*TAREA INDICADA*. Vuelve a escribir sin ningún cambio las líneas de abajo, desde la que contiene "of the yellow" hasta la última, ambas incluidas.

*LÍNEAS MOSTRADAS*.
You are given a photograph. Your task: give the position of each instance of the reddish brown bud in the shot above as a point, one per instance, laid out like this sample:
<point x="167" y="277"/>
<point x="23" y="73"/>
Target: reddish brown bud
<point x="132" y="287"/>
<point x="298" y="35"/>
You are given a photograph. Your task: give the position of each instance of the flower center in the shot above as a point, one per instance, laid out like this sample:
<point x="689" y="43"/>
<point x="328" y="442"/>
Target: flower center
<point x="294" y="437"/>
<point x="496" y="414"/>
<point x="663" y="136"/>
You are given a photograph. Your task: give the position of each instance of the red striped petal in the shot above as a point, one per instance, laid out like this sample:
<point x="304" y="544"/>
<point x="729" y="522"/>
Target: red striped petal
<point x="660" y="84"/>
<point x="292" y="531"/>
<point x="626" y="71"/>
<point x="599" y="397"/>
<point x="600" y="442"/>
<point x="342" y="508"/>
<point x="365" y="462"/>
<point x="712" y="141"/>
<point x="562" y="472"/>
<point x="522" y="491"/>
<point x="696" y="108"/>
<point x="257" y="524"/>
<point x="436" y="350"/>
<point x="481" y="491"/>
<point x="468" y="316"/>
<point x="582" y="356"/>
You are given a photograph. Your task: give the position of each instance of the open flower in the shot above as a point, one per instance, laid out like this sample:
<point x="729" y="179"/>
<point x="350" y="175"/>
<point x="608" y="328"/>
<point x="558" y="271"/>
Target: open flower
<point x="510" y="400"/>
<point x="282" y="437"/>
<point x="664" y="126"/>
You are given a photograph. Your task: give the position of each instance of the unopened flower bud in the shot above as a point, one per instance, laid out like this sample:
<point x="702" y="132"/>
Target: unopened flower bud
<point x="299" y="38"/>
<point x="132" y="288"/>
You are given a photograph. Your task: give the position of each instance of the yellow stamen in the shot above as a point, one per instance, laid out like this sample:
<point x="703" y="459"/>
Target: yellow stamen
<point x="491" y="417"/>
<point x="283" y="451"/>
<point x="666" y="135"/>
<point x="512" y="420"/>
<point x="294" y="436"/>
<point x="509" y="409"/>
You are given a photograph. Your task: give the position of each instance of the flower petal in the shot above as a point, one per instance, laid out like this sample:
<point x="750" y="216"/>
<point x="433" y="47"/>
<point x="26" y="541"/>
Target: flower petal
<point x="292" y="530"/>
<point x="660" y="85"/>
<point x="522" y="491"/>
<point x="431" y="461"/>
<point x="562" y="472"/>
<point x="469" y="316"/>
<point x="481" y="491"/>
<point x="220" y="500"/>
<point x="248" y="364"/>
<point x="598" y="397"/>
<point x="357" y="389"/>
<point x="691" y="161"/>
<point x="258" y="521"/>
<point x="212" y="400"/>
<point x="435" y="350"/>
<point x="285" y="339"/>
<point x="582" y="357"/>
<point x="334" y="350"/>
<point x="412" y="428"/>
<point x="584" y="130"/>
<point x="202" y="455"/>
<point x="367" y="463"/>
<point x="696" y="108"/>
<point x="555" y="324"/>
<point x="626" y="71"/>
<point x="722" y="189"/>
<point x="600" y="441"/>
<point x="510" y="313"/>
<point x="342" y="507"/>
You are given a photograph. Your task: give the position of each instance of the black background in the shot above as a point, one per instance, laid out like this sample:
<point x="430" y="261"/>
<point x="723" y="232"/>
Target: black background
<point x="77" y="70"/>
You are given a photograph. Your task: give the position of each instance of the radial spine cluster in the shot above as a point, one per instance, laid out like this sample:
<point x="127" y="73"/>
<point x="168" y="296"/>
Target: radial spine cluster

*RESULTADO DE LA TAREA*.
You are given a photograph. Your task: give the position of each instance of the yellow stamen in the shot above as a point, one per instance, laid out like this sample:
<point x="703" y="459"/>
Target: yellow stamen
<point x="491" y="417"/>
<point x="283" y="451"/>
<point x="666" y="135"/>
<point x="512" y="420"/>
<point x="294" y="436"/>
<point x="509" y="409"/>
You are given a photograph. Your task: give the position of each instance of the flower petal in the shot above as a point, one per instance, laid out like this sample:
<point x="750" y="216"/>
<point x="433" y="47"/>
<point x="26" y="541"/>
Target: flower petal
<point x="292" y="530"/>
<point x="660" y="85"/>
<point x="522" y="491"/>
<point x="431" y="461"/>
<point x="562" y="472"/>
<point x="469" y="316"/>
<point x="481" y="491"/>
<point x="220" y="500"/>
<point x="248" y="364"/>
<point x="598" y="397"/>
<point x="357" y="389"/>
<point x="691" y="161"/>
<point x="258" y="521"/>
<point x="212" y="400"/>
<point x="435" y="350"/>
<point x="285" y="339"/>
<point x="582" y="357"/>
<point x="334" y="350"/>
<point x="412" y="428"/>
<point x="584" y="130"/>
<point x="202" y="455"/>
<point x="367" y="463"/>
<point x="696" y="108"/>
<point x="555" y="324"/>
<point x="626" y="71"/>
<point x="722" y="189"/>
<point x="600" y="441"/>
<point x="510" y="313"/>
<point x="342" y="507"/>
You are given a photograph. Your task: give the position of each instance of the black background in the shot above as a point, one per instance, laid out like this sample:
<point x="430" y="261"/>
<point x="723" y="232"/>
Target: black background
<point x="77" y="70"/>
You are given a photograph. Your task: give the position of each instance of the radial spine cluster in the shot above as a point, one per instance, laid out like this sample:
<point x="127" y="73"/>
<point x="168" y="296"/>
Target: radial spine cluster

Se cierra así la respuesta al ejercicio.